In the question we were asked to find the value of "n"

so,

To find the value of n we need to use the basic laws of exponents.

I think you may be wondering what are laws of exponents.

Laws of exponents are nothing but some simple type of formulas used in solving questions.

So,

Here I want to give some laws of the exponents which is used in the above sum.

$1. \: \: \: {a}^{m} \times {a}^{n} = {a}^{m + n}$

$2. \: \: \: \frac{1}{ {a}^{ n} } = \: {a}^{ - n}$

(This is read as a power m multipled with a power n is equal to a power m plus n )

To-do list →
(a) Answer these questions from the text on laws of exponents:
(i) What value were we asked to find?
(ii) How does the text describe laws of exponents?
(iii) Under the second law listed, 1 divided by a to the power n equals what?
(b) Retype the text on laws of exponents, starting at "Laws of exponents are" and ending at "power m plus n )".
(c) Carry on the explanation of laws of exponents from the point where it stops.
Nothing in the entries is needed here.

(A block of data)

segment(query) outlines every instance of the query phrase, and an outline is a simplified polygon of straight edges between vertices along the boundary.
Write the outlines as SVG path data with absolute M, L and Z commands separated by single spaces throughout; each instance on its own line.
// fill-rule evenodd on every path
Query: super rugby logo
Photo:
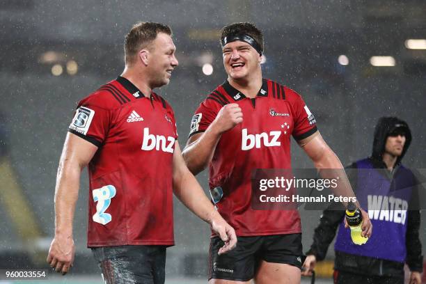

Outputs in order →
(a)
(i) The value of n.
(ii) As nothing but some simple type of formulas used in solving questions.
(iii) a to the power −n.

(b)
Laws of exponents are nothing but some simple type of formulas used in solving questions.

So,

Here I want to give some laws of the exponents which is used in the above sum.

$1. \: \: \: {a}^{m} \times {a}^{n} = {a}^{m + n}$

$2. \: \: \: \frac{1}{ {a}^{ n} } = \: {a}^{ - n}$

(This is read as a power m multipled with a power n is equal to a power m plus n )

(c)
so, let's coming to the sum

using the above law of the exponent

we get,

${7}^{2n + 1} \div 49 = {7}^{3} \\ {7}^{2n + 1} \div {7}^{2} = {7}^{3} \\ {7}^{2n + 1} \times \frac{1}{ {7}^{2} } = {7}^{3} \\ {7}^{2n + 1} \times {7}^{ - 2} = {7}^{3} \\ {7}^{2n + 1 - 2} = {7}^{3}$

If bases are equal powers are also equal.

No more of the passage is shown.